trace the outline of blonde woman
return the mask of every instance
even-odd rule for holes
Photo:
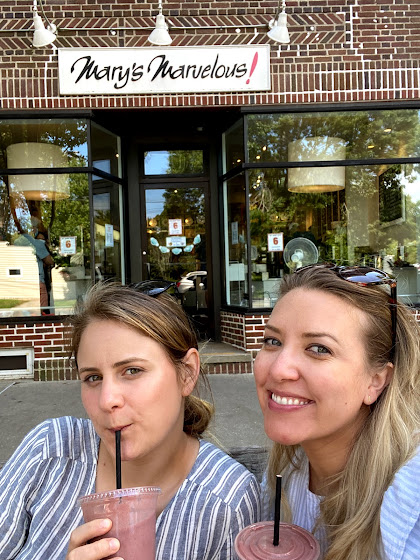
[[[263,517],[283,474],[284,516],[325,560],[420,558],[419,345],[383,271],[319,264],[284,278],[255,361],[275,442]]]
[[[123,488],[162,490],[157,560],[230,560],[236,534],[259,520],[255,477],[202,439],[212,407],[193,395],[197,339],[167,287],[97,285],[73,317],[89,419],[47,420],[0,472],[2,560],[120,558],[111,520],[83,523],[77,504],[115,489],[117,430]]]

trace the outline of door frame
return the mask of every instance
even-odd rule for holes
[[[206,267],[207,267],[207,309],[208,309],[208,334],[211,339],[215,338],[215,313],[214,313],[214,291],[213,291],[213,260],[211,243],[211,207],[210,207],[210,183],[207,176],[182,176],[168,177],[159,176],[156,178],[142,179],[140,184],[140,246],[141,246],[141,269],[142,278],[146,279],[147,270],[144,256],[148,251],[147,239],[147,218],[146,218],[146,190],[150,189],[187,189],[192,187],[202,188],[204,194],[204,213],[205,213],[205,240],[206,240]]]

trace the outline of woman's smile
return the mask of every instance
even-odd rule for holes
[[[275,393],[271,393],[270,396],[271,400],[274,401],[276,404],[281,405],[281,406],[287,406],[287,407],[302,407],[302,406],[306,406],[308,404],[313,403],[314,401],[311,401],[309,399],[305,399],[303,397],[298,397],[298,396],[292,396],[292,395],[277,395]],[[270,406],[270,403],[269,403]]]

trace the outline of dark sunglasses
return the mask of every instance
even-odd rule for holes
[[[144,280],[143,282],[137,282],[136,284],[129,284],[129,288],[132,288],[136,292],[141,294],[146,294],[148,296],[156,297],[163,292],[168,291],[170,288],[175,288],[175,282],[169,280]]]
[[[391,293],[388,296],[389,308],[391,311],[391,334],[392,347],[390,351],[390,362],[394,363],[395,345],[397,339],[397,280],[392,278],[379,268],[371,268],[370,266],[338,266],[333,263],[319,263],[303,266],[295,271],[295,274],[313,268],[328,268],[334,272],[339,278],[353,282],[360,286],[378,286],[386,284],[390,287]]]

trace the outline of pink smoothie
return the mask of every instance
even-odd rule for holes
[[[85,521],[111,519],[112,528],[104,536],[120,541],[118,556],[124,560],[155,560],[156,502],[159,494],[160,489],[155,487],[123,488],[84,496],[80,505]],[[109,556],[114,557],[115,554]]]
[[[156,515],[150,515],[147,519],[137,521],[134,525],[126,525],[118,522],[118,528],[112,529],[105,535],[115,537],[120,541],[120,549],[107,558],[121,556],[124,560],[155,560],[155,525]]]
[[[242,529],[235,540],[240,560],[319,560],[319,543],[311,533],[280,523],[279,545],[273,545],[274,523],[263,521]]]

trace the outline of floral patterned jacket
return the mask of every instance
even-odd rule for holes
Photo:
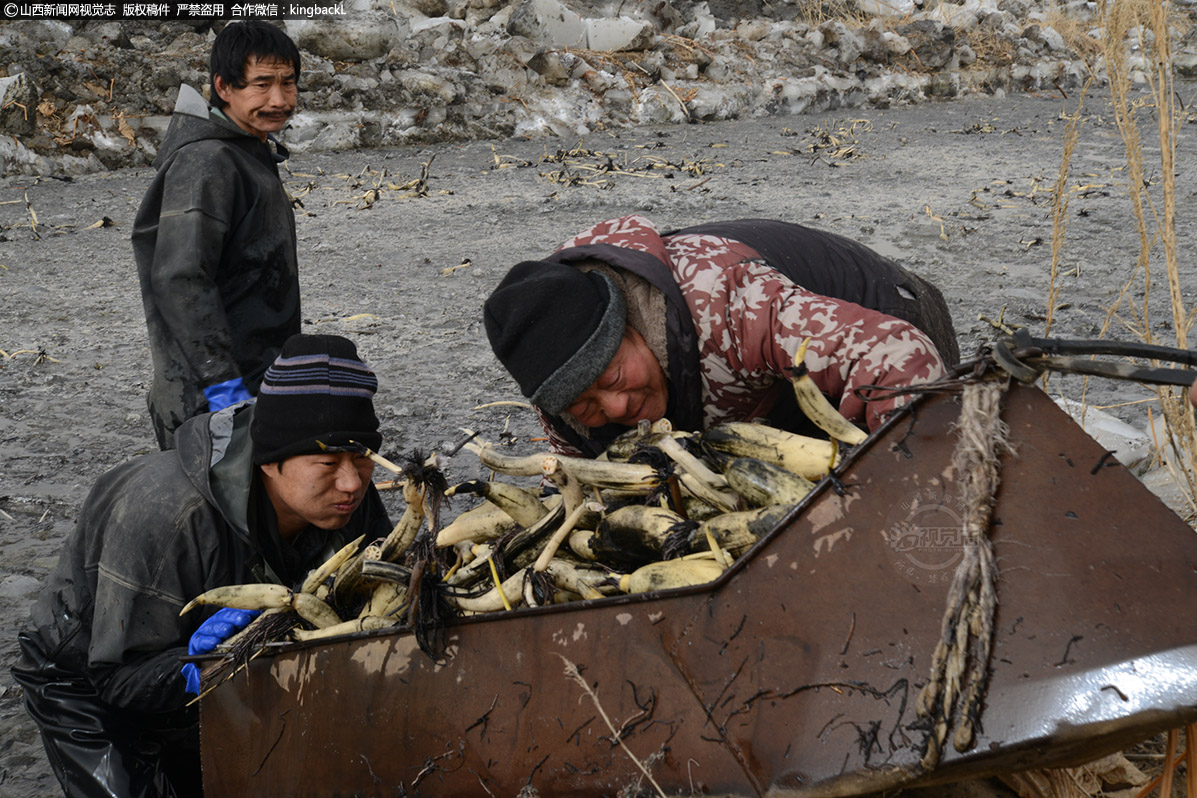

□ □ □

#### ASSIGNMENT:
Your answer must be an exact repeat of the records above, with no pictures in it.

#### RESPONSE:
trace the outline of blonde woman
return the mask of every instance
even-odd rule for holes
Photo:
[[[263,517],[283,474],[284,516],[325,560],[420,558],[419,345],[383,271],[319,264],[284,278],[255,361],[275,442]]]
[[[123,488],[162,490],[157,560],[230,560],[236,534],[259,520],[255,477],[202,439],[212,407],[193,395],[197,339],[167,287],[97,285],[73,317],[89,419],[47,420],[0,472],[2,560],[120,558],[111,520],[83,523],[77,504],[115,489],[117,430]]]

trace the outline of door frame
return the mask of every instance
even-odd rule for holes
[[[206,267],[207,267],[207,309],[208,309],[208,334],[211,339],[215,338],[215,313],[214,313],[214,291],[213,291],[213,260],[211,243],[211,207],[210,207],[210,183],[207,176],[182,176],[168,177],[159,176],[156,178],[142,179],[140,184],[140,246],[141,246],[141,269],[142,278],[146,279],[147,270],[144,256],[148,251],[147,239],[147,218],[146,218],[146,190],[150,189],[187,189],[192,187],[202,188],[204,194],[204,213],[205,213],[205,240],[206,240]]]

trace the outline of woman's smile
return the mask of every instance
even-odd rule for holes
[[[275,393],[271,393],[270,396],[271,400],[274,401],[276,404],[281,405],[281,406],[287,406],[287,407],[302,407],[302,406],[306,406],[308,404],[313,403],[314,401],[311,401],[309,399],[305,399],[303,397],[298,397],[298,396],[292,396],[292,395],[277,395]],[[270,406],[270,403],[269,403]]]

trace the outline of dark sunglasses
return the mask of every instance
even-odd rule for holes
[[[144,280],[143,282],[137,282],[136,284],[129,284],[129,288],[132,288],[136,292],[141,294],[146,294],[148,296],[156,297],[163,292],[168,291],[170,288],[175,288],[175,282],[169,280]]]
[[[391,293],[388,296],[389,308],[391,311],[391,334],[392,347],[390,351],[390,362],[394,363],[395,345],[397,339],[397,280],[392,278],[379,268],[371,268],[370,266],[338,266],[333,263],[319,263],[303,266],[295,271],[295,274],[313,268],[328,268],[334,272],[339,278],[353,282],[360,286],[378,286],[386,284],[390,287]]]

trace the outline of pink smoothie
return the mask of every instance
even-odd rule for holes
[[[85,521],[111,519],[112,528],[104,536],[120,541],[118,556],[124,560],[155,560],[156,502],[159,494],[160,489],[155,487],[123,488],[84,496],[80,505]],[[109,556],[114,557],[115,554]]]
[[[156,515],[150,515],[147,519],[137,521],[134,525],[126,525],[118,522],[118,528],[112,529],[105,535],[115,537],[120,541],[120,549],[107,558],[121,556],[124,560],[155,560],[155,525]]]
[[[242,529],[235,540],[240,560],[319,560],[319,543],[311,533],[280,523],[279,545],[273,545],[274,523],[263,521]]]

trace the outline of floral patterned jacket
return the mask of every instance
even-odd rule for holes
Photo:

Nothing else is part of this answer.